▶ **SELECTION**
The rapid advancement of deep learning, particularly through architectures such as Convolutional Neural Networks (CNNs) and the U-Net, has introduced innovative approaches for analyzing complex datasets. These methods have achieved outstanding performance in pattern recognition and image segmentation across a wide range of disciplines (Krizhevsky et al., 2017; LeCun et al., 2015; Ronneberger et al., 2015; Reichstein et al., 2019). In atmospheric science, deep learning has already demonstrated significant potential, for example in cloud phase classification from radar Doppler spectra (Schimmel et al., 2022), cloud detection and segmentation from satellite imagery, and the analysis of lidar point clouds (Biasutti et al., 2019). A particularly compelling application lies in addressing the long-standing problem of signal attenuation in lidar observations. Conventional retrieval methods are limited once the backscatter signal is extinguished, leaving the atmospheric structure above the attenuation height poorly constrained. Deep learning offers a new perspective: by leveraging the rich set of features, correlations, and contextual cues embedded in the portion of the lidar profile below the attenuation threshold, and potentially its spatial and temporal evolution (Bansal et al., 2022), it infers the atmospheric properties above. A U-Net model, with its strong capacity for hierarchical feature extraction and pattern recognition, is especially well suited to capture these subtle and non-intuitive relationships.

Machine learning has been increasingly applied to the detection and classification of aerosols and clouds from lidar observations. In most approaches, lidar measurements, commonly represented as time–height or along-track–height cross-sections, are treated as two-dimensional images. This formulation allows CNNs and U-Net architectures to learn spatial textures, morphological features, and contextual patterns directly from the data. For example, a CNN was developed for cloud–aerosol discrimination using only lidar measurements from NASA's Ice, Cloud, and Land Elevation Satellite (ICESat-2) (Oladipo et al., 2024). Similarly, a U-Net model enhanced with self-attention mechanisms was constructed to classify cloud and aerosol layers in atmospheric vertical profiles using CALIPSO L1 data (Zhou et al., 2024). Both studies demonstrated the capacity of deep learning to reliably separate aerosols from clouds. However, their focus remained limited to binary cloud–aerosol discrimination, without further subdivision into specific categories. Another recent study introduced a multitask machine learning framework for space-based lidar, capable of simultaneous cloud-aerosol discrimination and aerosol typing (Fuller et al., 2025). While their approach successfully improves the spatial resolution of retrievals compared to standard products, their model is trained on lidar-derived optical products and is therefore strictly bound by the physical signal limitations of the lidar instrument itself. Consequently, the model cannot infer or characterize atmospheric structures in regions where the lidar signal is fully attenuated.

Excerpt from a data file:
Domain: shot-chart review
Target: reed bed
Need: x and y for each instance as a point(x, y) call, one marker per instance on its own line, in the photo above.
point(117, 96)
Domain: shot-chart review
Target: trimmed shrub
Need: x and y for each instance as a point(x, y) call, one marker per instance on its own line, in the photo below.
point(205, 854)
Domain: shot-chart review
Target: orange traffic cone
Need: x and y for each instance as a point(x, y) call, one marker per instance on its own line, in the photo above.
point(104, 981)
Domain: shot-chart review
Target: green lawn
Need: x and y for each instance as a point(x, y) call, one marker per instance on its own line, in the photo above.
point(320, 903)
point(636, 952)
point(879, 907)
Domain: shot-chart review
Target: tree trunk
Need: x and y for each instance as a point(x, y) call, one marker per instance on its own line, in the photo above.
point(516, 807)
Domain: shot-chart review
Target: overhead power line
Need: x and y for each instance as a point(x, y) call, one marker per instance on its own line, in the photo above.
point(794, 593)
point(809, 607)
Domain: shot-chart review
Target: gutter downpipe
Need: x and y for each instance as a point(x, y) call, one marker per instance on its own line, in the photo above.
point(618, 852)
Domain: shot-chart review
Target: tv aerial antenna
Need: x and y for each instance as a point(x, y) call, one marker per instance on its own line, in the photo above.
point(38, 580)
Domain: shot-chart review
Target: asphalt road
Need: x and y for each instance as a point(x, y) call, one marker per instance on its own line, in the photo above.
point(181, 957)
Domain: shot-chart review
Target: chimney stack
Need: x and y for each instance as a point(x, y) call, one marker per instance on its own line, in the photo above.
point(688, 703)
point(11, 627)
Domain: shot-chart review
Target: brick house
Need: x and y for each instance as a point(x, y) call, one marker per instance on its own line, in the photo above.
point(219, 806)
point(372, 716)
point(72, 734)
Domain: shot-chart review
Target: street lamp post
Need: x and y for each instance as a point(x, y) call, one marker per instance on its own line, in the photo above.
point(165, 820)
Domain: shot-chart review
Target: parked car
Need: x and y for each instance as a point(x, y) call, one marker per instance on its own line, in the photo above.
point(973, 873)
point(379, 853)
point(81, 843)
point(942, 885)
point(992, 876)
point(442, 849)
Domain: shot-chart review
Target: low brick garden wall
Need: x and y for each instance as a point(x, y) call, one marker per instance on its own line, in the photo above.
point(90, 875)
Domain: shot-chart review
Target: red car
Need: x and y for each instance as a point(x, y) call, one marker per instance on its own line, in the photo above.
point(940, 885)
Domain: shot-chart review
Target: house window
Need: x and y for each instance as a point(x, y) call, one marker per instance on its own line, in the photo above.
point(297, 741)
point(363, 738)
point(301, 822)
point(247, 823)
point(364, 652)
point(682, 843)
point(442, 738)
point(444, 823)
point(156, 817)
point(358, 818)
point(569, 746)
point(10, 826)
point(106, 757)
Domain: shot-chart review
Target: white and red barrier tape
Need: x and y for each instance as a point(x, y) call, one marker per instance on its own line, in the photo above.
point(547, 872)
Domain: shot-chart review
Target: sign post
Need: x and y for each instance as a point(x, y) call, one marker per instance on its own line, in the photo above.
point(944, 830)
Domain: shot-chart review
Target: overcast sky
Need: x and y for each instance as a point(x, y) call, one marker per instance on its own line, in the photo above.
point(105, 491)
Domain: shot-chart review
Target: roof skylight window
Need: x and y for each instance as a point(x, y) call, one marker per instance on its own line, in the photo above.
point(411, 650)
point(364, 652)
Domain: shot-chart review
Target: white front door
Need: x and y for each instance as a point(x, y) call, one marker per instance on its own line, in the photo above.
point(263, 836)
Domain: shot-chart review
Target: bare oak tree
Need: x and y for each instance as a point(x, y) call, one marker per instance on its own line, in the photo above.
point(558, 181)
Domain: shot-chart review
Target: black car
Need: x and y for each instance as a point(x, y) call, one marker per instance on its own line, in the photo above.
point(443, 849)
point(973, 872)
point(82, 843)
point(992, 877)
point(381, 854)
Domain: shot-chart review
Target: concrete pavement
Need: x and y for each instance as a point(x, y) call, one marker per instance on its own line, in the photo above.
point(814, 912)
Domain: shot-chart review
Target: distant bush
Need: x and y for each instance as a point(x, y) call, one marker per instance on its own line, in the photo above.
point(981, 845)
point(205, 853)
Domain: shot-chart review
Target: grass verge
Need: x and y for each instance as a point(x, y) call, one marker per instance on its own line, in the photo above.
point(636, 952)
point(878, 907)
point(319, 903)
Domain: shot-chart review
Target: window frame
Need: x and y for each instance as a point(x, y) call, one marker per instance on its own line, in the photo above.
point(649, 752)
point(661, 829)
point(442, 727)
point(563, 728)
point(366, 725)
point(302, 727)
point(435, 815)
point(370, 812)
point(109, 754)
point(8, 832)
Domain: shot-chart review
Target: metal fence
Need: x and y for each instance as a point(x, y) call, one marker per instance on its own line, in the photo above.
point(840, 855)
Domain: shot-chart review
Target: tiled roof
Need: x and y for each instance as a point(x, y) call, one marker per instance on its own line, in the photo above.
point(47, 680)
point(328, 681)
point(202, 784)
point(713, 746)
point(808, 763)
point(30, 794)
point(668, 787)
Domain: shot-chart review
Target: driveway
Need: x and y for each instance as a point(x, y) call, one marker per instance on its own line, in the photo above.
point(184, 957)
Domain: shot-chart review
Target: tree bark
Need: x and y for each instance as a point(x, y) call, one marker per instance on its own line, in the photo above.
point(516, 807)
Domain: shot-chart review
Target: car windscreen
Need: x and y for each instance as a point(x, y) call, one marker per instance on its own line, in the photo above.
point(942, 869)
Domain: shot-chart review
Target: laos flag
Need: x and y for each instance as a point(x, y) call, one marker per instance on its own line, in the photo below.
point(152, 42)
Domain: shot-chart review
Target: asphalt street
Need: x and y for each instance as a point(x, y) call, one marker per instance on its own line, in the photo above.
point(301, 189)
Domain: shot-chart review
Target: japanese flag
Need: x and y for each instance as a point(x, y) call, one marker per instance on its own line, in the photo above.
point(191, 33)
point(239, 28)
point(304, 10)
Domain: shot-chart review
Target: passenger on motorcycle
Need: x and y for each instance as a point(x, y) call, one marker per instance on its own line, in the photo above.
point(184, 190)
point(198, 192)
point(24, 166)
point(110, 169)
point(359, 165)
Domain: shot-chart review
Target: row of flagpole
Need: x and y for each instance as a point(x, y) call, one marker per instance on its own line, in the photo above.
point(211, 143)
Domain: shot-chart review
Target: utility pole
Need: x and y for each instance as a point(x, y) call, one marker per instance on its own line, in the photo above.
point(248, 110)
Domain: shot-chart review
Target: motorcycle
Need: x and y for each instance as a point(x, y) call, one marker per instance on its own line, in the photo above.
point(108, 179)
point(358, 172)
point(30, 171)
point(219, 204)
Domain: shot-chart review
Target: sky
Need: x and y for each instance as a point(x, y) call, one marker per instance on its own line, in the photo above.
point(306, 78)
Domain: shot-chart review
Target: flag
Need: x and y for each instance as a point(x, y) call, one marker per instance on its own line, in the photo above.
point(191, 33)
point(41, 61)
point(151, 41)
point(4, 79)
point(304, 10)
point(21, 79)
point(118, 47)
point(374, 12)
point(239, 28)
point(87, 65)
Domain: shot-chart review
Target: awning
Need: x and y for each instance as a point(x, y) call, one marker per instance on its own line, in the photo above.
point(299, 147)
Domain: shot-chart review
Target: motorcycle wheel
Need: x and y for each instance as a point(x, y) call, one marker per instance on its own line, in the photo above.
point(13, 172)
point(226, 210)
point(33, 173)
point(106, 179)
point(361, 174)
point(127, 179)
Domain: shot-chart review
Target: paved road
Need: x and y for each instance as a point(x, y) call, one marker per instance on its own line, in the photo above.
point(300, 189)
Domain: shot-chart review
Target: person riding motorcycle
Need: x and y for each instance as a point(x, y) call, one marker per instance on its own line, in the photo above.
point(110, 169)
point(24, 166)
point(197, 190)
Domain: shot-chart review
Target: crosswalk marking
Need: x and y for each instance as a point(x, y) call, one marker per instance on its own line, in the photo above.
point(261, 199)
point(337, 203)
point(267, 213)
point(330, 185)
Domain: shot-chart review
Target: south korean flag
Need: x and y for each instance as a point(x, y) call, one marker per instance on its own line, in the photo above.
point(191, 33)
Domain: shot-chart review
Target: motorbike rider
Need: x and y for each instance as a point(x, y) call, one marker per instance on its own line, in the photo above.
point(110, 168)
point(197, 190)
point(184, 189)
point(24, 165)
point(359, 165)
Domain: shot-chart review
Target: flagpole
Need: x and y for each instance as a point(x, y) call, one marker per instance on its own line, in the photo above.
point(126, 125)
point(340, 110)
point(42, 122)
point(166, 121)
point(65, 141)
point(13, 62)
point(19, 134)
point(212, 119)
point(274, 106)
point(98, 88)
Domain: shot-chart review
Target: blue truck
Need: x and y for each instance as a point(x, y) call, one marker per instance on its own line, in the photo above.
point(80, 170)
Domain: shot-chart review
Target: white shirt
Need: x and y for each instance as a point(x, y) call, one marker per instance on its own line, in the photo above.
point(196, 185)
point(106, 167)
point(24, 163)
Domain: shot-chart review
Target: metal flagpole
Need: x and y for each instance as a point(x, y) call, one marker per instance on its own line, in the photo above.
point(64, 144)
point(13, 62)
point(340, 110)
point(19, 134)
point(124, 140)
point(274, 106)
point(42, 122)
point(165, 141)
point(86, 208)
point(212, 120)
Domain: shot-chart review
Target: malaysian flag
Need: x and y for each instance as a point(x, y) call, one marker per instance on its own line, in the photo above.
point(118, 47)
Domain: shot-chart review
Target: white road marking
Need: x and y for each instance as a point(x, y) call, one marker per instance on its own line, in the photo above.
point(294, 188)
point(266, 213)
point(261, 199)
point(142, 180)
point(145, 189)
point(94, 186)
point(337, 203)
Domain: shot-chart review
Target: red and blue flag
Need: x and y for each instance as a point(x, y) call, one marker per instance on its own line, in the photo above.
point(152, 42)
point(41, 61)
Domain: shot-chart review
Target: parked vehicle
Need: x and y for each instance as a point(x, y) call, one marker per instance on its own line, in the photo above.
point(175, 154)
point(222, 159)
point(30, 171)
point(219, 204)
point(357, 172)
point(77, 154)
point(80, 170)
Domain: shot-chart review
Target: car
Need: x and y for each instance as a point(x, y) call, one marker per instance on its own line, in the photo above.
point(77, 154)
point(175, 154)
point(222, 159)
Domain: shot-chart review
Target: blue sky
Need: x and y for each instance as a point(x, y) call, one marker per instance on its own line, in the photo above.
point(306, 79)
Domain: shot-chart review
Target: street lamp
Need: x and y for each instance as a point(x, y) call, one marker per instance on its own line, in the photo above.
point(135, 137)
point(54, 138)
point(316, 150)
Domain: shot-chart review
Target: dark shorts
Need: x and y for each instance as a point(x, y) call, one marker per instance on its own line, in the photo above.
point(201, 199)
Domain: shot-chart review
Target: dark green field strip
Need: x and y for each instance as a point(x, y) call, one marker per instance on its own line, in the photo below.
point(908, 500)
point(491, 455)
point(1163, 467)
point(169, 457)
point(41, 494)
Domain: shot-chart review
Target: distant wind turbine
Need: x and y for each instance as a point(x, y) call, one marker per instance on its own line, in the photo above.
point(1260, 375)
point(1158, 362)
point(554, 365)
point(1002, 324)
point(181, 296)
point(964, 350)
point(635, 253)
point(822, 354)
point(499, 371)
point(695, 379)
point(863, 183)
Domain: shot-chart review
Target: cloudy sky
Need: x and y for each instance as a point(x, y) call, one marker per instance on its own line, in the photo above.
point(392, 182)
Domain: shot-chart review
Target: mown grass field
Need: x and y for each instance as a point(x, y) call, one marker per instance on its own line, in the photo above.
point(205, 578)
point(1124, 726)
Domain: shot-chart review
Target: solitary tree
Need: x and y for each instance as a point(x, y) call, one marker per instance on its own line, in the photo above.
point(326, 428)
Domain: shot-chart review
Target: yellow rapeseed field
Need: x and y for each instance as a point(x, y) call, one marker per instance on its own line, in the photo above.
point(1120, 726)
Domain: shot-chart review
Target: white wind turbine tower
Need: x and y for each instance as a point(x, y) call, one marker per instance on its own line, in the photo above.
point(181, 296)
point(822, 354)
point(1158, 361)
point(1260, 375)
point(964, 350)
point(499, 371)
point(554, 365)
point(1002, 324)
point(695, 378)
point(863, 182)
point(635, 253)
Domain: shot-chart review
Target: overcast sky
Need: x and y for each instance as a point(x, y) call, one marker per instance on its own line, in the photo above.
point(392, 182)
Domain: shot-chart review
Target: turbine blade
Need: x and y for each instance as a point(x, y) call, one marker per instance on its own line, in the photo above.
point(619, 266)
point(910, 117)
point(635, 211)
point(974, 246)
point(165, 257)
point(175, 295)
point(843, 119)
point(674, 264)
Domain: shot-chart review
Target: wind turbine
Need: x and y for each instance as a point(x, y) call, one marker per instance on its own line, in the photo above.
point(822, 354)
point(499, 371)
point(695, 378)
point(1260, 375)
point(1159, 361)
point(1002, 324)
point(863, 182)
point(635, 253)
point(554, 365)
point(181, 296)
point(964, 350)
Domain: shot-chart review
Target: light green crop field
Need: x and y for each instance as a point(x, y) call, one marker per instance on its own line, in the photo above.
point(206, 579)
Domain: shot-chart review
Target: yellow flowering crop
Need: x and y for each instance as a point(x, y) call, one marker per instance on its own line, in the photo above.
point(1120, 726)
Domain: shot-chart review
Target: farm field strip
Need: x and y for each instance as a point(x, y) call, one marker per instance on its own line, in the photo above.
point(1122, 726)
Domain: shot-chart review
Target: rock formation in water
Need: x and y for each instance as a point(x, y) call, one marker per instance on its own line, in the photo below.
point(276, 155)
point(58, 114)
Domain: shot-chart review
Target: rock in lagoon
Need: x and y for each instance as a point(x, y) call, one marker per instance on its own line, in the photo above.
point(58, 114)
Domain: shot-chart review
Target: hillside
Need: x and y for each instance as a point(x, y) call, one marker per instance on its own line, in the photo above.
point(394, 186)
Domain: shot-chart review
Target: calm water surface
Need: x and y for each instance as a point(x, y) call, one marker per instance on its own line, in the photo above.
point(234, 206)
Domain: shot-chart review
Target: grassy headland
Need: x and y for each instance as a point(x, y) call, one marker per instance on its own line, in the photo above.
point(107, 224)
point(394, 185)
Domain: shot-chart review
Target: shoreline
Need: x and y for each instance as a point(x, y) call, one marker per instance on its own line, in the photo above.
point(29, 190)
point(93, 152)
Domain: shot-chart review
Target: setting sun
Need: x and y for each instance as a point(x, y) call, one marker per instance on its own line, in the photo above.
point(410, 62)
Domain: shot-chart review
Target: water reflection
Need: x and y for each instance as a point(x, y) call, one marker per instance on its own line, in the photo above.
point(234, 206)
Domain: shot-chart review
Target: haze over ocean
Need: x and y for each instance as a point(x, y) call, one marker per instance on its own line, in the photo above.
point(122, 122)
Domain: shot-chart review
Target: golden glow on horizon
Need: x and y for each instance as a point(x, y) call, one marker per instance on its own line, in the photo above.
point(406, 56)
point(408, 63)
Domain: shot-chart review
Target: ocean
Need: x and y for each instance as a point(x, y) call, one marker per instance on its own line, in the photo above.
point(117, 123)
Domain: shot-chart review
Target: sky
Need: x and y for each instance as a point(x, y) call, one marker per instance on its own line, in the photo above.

▶ **TASK INSTRUCTIONS**
Continue the passage on deep learning for lidar signal attenuation, picking up after its final sentence.

▶ **RESULT**
Other direction of research has targeted aerosol sub-classification using lidar data. For example, one study applied traditional algorithms to first detect atmospheric layers and compute their integrated optical properties, where these derived feature vectors were subsequently classified by a standard artificial neural network (ANN) (Nicolae et al., 2018). A more recent comparison of six machine learning models for aerosol typing identified LightGBM as the most effective (del Águila et al., 2025). While these efforts highlight the promise of machine learning for aerosol categorization, they do not extend to the joint classification of cloud and aerosol subtypes. Importantly, distinct aerosol and cloud categories often exhibit complex cross-category and cross-type interactions. Capturing these interactions requires integrated datasets that explicitly combine both aerosol and cloud categories as classification targets.

This paper introduces a deep learning methodology aimed at achieving unified aerosol and cloud classification throughout the vertical atmospheric column using only standard lidar measurements as input. The approach utilizes a U-Net architecture trained end-to-end to map vertical profiles of lidar backscatter and depolarization to a combined target classification derived from PollyXT aerosol typing and Cloudnet categorization. Crucially, while elastic lidar observations are fundamentally limited by complete signal attenuation in optically thick clouds, our architecture leverages contextual learning to look beyond this physical barrier. Rather than attempting to retrieve impossible optical properties above the attenuation limit, the network generates probabilistic inferences for these upper atmospheric classes. These classifications are strictly constrained by the observed vertical structure below the cloud top and the surrounding thermodynamic context, offering a novel predictive capability where direct lidar observation fails.

2 Data

The primary input to the deep learning model consists of vertically resolved profiles obtained from ground-based lidar measurements in Limassol, Cyprus, between November 2016 and April 2018. Data were formatted as two-dimensional (2D) time-height images representing a sequence of profiles. Using 2D inputs allows the CNN architecture to exploit spatio-temporal context, capturing dynamic features or advection patterns relevant to the classification task. Our data consists of a temporal resolution of 90 s and a vertical resolution of 37 m, where each image spans over 24 h and 22.5 km in height. Data were provided by the Leibniz Institute for Tropospheric Research (TROPOS). The terms “sample” and “image” will be used intermittently to describe one 2D (time-height) input, where an “image” is a multi-channel time-height dataset.

All input features were selected based on their established relevance in lidar-based classification frameworks. Optical channels primarily drive aerosol discrimination via particle size and shape, while thermodynamic variables (temperature and pressure) constrain physically plausible cloud phases. The input features used in this study include: attenuated backscatter coefficient at 532 and 1064 nm, aerosol backscatter coefficients at 532 and 1064 nm, particle depolarization ratio at 532 nm, volume depolarization ratio at 532 nm, the backscatter-related Ångström exponent between 532 and 1064 nm, model pressure and model temperature. For generation of the training dataset, all variables of the Cloudnet processing scheme were mapped to the PollyNET time-height grid. All variables from the Cloudnet processing scheme were interpolated onto the finer PollyXT time-height grid (90 s, 37 m). To avoid the introduction of artifacts or the blending of discrete categorical classes that would result from numerical averaging, this mapping was performed using nearest-neighbor interpolation. Consequently, the Cloudnet data was simply replicated onto the finer lidar grid, leaving the original categorical values entirely untouched.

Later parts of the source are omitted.